* _Task instructions_
Starting with the line that contains "Where can the train side", reproduce each line through the end of the listing below, with no other output.

[Stored items from a collection]
[Begin]

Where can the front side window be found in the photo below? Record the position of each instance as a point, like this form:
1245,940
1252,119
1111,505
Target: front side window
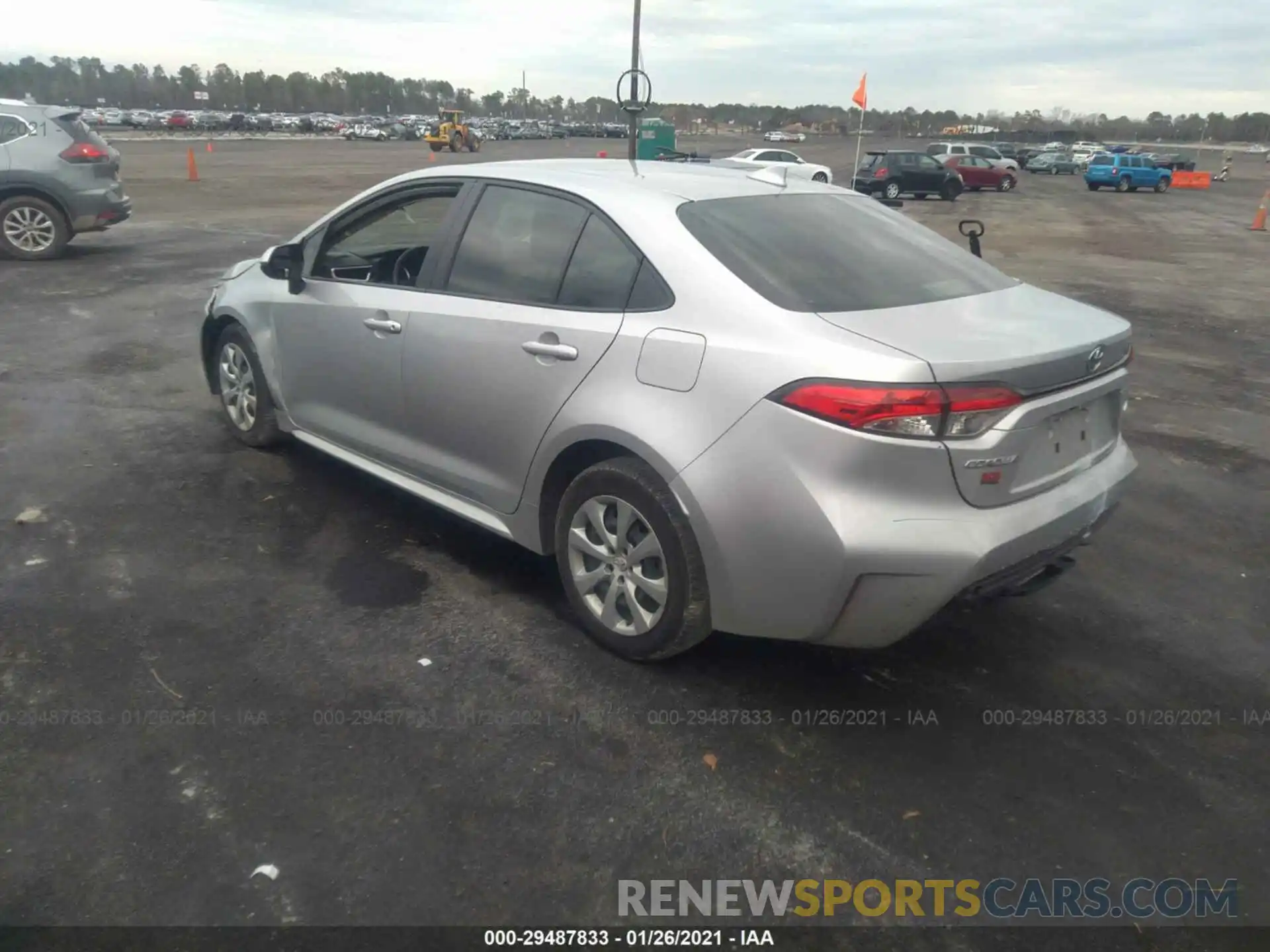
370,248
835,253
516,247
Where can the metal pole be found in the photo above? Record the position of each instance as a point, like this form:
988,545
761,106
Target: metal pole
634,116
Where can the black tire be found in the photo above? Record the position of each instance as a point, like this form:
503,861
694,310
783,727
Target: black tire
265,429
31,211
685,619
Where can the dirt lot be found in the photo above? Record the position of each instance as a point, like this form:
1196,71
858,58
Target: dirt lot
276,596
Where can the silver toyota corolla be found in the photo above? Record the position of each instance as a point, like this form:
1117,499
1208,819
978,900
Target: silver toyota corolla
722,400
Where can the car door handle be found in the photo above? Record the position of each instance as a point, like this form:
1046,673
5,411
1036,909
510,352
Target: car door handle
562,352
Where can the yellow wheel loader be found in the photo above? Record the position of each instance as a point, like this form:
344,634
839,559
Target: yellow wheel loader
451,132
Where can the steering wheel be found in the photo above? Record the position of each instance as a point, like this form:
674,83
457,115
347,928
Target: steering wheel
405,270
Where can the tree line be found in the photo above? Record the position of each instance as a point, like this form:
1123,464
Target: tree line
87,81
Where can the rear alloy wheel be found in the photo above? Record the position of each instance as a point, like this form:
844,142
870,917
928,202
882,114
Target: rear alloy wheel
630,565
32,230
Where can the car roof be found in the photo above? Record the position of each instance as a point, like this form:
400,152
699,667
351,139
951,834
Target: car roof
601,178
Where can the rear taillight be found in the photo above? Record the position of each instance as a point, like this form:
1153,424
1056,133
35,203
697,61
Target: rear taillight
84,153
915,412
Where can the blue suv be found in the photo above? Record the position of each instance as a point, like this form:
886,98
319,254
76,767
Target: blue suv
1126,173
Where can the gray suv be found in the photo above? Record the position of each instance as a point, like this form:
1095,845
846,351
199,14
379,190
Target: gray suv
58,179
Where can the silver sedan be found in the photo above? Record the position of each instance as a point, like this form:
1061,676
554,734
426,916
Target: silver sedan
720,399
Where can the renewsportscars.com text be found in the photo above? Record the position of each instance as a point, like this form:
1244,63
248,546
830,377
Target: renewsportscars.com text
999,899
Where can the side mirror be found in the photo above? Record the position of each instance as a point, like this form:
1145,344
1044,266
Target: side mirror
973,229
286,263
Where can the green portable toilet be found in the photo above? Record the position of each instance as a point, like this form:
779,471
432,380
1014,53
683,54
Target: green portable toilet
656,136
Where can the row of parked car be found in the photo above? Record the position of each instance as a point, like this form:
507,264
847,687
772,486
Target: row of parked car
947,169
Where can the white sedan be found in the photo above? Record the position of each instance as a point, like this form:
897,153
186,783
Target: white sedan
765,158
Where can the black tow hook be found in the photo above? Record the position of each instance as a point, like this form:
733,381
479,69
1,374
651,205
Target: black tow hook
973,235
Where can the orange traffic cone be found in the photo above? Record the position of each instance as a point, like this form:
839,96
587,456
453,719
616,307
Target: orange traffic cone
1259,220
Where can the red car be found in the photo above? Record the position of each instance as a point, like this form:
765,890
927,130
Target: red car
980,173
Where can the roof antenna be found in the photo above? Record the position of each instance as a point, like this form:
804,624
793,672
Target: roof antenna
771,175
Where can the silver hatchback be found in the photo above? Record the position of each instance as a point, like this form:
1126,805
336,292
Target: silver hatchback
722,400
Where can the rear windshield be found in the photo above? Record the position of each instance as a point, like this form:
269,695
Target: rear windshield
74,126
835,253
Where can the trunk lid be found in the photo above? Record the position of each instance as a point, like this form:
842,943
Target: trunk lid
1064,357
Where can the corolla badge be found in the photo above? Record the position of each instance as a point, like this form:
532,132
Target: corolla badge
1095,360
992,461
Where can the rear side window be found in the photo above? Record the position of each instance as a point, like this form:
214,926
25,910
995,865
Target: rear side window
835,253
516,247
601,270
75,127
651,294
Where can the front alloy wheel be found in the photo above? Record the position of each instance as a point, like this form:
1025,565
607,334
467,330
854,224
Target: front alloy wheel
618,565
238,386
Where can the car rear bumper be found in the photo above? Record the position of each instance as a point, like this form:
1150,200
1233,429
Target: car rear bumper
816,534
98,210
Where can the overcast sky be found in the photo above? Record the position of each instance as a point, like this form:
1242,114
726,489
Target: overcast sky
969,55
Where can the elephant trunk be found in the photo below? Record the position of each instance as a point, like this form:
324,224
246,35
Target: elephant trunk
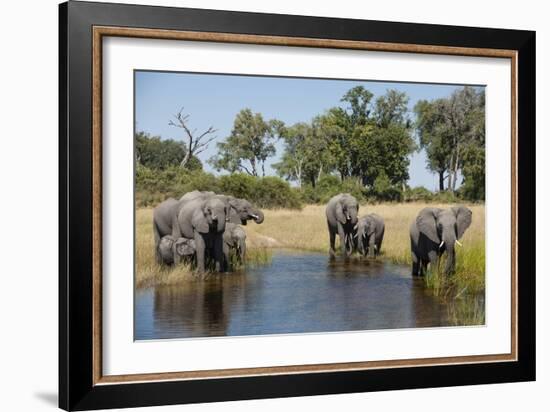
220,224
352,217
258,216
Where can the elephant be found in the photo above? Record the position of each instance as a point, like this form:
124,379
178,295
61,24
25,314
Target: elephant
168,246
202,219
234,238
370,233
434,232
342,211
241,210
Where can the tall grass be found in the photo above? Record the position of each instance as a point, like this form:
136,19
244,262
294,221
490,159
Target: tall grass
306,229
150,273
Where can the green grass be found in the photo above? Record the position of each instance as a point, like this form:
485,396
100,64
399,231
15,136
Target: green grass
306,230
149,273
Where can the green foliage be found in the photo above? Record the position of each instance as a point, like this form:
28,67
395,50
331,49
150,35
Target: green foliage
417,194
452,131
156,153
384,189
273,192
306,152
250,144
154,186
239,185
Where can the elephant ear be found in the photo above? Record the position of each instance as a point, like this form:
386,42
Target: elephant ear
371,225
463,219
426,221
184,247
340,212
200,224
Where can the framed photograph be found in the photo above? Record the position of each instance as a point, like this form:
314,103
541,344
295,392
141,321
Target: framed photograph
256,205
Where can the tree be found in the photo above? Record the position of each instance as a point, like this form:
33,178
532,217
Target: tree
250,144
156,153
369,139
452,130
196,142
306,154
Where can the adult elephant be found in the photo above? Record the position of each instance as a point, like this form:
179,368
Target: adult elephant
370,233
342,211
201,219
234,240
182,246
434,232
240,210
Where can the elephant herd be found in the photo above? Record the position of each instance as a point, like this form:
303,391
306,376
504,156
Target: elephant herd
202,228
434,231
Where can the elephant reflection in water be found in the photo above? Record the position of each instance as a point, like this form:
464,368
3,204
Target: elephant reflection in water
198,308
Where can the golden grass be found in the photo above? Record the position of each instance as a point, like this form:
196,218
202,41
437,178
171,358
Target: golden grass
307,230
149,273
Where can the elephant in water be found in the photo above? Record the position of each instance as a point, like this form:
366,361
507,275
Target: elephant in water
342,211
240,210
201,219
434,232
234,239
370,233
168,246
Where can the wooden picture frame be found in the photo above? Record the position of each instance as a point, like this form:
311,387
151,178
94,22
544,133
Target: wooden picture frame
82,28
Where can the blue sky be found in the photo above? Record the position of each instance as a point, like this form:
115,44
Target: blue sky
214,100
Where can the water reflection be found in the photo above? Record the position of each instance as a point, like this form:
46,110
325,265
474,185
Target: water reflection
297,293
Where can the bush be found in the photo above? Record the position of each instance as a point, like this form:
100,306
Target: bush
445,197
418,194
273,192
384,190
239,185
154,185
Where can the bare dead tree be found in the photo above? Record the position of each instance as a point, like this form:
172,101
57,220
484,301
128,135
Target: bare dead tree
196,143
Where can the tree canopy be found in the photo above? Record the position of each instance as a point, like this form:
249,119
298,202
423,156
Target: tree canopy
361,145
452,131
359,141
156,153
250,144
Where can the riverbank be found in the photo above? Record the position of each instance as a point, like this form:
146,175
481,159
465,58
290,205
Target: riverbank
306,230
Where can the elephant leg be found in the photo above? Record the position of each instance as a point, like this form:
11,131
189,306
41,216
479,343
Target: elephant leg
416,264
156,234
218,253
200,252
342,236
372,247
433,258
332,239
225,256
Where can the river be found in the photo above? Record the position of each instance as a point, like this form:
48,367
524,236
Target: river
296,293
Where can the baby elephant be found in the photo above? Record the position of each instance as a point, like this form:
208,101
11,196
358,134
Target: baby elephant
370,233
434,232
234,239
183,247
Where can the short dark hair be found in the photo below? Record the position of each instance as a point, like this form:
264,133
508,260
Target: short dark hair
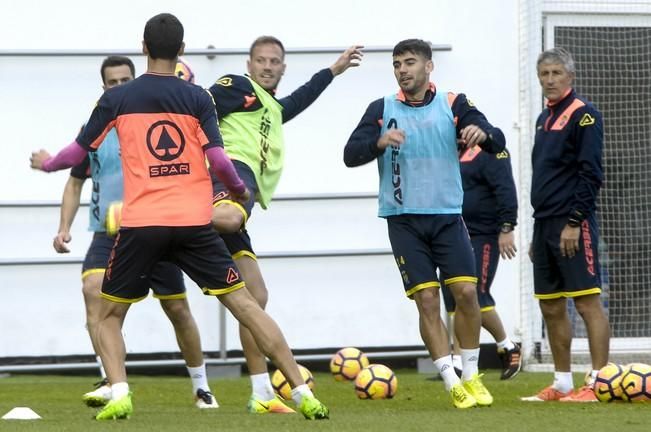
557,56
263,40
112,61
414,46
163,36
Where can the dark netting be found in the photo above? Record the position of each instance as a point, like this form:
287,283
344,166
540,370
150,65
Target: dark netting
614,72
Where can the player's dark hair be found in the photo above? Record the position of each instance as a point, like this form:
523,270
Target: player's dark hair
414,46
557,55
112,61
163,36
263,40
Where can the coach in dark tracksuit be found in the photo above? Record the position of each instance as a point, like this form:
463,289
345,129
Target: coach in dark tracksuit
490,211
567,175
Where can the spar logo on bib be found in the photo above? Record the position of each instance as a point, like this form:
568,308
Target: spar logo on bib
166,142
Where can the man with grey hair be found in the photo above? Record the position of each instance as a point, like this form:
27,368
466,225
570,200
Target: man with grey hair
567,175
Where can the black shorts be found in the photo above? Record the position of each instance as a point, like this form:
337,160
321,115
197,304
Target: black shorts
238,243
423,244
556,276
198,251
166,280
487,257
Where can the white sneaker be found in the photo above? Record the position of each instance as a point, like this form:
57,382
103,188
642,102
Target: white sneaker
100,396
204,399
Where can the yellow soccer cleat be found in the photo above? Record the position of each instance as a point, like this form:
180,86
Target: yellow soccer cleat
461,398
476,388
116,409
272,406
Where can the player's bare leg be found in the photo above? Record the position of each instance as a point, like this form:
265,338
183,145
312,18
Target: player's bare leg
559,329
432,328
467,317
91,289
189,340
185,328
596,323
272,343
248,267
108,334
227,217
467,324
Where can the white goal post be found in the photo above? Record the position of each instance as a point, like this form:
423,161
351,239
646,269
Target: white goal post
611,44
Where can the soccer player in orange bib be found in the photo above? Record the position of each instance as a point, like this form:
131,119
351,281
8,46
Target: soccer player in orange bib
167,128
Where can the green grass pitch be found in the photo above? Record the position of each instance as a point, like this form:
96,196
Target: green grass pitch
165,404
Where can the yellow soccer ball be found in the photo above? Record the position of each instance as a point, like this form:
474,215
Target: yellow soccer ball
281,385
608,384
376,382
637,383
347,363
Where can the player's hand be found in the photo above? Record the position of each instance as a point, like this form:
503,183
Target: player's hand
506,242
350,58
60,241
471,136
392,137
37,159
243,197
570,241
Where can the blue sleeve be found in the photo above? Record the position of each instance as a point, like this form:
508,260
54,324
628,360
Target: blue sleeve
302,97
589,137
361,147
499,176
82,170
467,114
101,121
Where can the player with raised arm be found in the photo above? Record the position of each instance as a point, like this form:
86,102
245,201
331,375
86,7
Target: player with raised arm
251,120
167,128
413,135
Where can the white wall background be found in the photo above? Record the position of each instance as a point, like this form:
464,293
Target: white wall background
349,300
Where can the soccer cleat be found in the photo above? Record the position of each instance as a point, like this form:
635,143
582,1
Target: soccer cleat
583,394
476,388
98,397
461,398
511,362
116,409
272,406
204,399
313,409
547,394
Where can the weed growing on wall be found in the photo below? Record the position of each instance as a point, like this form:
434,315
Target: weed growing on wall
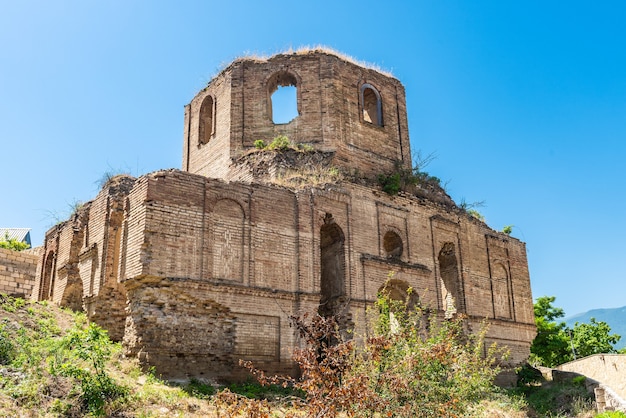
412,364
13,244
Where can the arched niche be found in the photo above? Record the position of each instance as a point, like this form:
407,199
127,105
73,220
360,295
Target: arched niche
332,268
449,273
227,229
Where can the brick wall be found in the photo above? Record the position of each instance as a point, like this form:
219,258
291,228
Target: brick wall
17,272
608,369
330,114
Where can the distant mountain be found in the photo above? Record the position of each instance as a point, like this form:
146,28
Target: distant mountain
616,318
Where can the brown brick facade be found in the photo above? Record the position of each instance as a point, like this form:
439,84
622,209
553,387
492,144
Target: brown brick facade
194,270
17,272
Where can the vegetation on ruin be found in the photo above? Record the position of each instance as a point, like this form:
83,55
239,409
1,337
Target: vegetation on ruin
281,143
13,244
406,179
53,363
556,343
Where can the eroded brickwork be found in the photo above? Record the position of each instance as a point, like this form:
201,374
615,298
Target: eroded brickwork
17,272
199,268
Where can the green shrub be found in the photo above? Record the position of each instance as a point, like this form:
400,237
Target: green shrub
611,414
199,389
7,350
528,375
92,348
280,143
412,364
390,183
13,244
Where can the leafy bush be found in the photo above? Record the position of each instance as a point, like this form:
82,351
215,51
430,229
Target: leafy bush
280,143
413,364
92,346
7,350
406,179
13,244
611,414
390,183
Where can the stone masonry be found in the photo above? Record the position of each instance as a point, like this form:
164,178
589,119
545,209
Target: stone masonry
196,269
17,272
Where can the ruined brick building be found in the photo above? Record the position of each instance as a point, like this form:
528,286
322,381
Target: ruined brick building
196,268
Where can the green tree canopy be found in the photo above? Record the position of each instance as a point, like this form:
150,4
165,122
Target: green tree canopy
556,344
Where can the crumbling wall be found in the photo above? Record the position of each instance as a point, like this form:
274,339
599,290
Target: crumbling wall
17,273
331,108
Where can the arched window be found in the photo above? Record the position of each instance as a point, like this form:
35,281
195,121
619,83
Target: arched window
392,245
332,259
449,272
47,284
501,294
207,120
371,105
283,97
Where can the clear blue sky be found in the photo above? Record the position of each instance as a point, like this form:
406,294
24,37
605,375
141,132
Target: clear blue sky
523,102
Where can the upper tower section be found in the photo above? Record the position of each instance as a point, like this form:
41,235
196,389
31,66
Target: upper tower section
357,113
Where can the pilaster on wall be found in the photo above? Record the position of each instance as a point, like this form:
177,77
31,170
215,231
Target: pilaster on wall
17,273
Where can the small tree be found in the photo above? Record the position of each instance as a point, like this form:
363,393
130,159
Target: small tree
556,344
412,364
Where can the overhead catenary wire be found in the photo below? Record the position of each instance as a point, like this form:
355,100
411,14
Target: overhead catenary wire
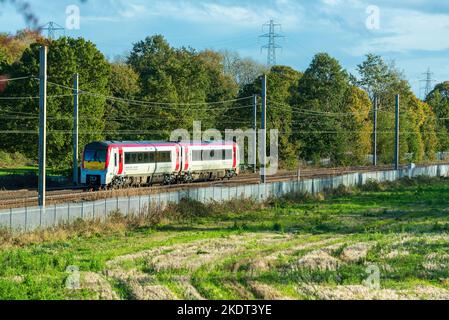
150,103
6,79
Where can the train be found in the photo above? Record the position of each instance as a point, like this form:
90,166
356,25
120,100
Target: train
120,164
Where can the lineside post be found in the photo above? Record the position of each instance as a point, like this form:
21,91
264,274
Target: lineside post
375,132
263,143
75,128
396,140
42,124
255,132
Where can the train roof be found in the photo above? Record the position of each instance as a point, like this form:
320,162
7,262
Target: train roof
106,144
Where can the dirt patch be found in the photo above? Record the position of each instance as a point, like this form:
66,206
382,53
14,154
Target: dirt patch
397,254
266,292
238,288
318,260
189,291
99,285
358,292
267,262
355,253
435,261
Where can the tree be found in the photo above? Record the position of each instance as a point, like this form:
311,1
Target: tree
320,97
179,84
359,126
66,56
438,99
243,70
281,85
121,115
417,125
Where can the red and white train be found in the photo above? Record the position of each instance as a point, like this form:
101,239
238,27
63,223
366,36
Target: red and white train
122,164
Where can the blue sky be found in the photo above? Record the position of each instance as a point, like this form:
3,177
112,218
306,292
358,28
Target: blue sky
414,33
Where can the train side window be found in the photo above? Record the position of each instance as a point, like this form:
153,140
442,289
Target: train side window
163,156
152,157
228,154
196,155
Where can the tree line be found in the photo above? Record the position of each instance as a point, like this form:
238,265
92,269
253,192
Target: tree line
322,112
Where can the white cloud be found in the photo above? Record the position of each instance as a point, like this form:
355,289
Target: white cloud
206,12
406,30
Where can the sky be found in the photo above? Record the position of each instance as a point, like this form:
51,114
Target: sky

[End]

* _Full solution_
Where can the train side window be found in the photo above? Record the position of each instance as a point, like this form:
153,140
442,289
Target: train side window
163,156
152,157
228,154
196,155
Where can the tree line be found in the photo above? Record the position of each instance as a point, like this form:
238,265
92,269
253,192
Target: tree line
322,112
Where can the white cloud be found in the photo above? Record the position of each instance as a point, like this form:
355,289
Target: white cloud
206,12
406,30
Where can the sky be found in the photo above? Record the position of each instance as a point, like this form:
51,114
Target: sky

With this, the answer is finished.